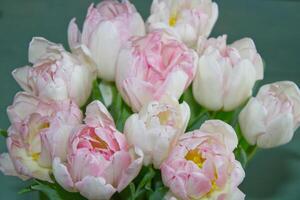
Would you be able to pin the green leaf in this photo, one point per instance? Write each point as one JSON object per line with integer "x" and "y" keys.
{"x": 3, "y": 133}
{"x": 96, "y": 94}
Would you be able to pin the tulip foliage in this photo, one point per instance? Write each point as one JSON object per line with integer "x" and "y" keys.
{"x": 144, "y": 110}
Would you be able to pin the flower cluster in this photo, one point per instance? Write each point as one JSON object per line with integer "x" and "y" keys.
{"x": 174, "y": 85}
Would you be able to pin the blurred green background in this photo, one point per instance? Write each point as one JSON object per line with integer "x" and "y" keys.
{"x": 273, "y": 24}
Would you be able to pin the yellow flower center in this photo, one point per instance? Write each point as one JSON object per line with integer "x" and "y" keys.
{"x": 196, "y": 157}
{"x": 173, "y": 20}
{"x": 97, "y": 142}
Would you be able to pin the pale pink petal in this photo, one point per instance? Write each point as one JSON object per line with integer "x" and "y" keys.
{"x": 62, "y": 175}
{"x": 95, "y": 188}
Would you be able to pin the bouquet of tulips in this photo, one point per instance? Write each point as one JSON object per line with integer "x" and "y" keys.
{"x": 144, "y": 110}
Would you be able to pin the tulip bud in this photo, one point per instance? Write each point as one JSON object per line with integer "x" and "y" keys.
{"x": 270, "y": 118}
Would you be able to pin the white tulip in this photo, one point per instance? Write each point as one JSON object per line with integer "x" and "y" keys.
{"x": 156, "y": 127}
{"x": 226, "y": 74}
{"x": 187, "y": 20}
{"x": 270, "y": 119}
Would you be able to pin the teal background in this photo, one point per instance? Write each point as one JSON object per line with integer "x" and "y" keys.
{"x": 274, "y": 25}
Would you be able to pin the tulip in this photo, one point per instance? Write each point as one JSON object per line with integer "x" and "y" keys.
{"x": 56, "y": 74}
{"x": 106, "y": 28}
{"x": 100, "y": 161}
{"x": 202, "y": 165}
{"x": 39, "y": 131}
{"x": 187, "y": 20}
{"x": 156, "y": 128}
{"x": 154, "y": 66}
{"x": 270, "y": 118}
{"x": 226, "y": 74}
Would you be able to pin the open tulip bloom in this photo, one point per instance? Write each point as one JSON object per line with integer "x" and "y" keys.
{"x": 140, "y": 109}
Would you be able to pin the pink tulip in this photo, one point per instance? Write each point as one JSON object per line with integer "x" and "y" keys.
# # # # # # #
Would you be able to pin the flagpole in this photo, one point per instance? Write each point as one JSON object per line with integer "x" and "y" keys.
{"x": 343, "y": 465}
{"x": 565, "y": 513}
# # # # # # #
Exercise objective: Rewrite only the rows from the line with "Would you be able to pin the open" up to and including the line with "Would you be able to pin the pink", replacing "instance" with "occurrence" and leaving everything else the same.

Exercise response:
Would you be able to pin the open tulip bloom in this photo, one point per occurrence? Write each point as one JSON object per line with integer "x" and "y" keys.
{"x": 140, "y": 109}
Would you be able to pin the pink tulip in this photo, one point per occurrence? Write each point as one JSON object per line with integer "x" and "y" keys.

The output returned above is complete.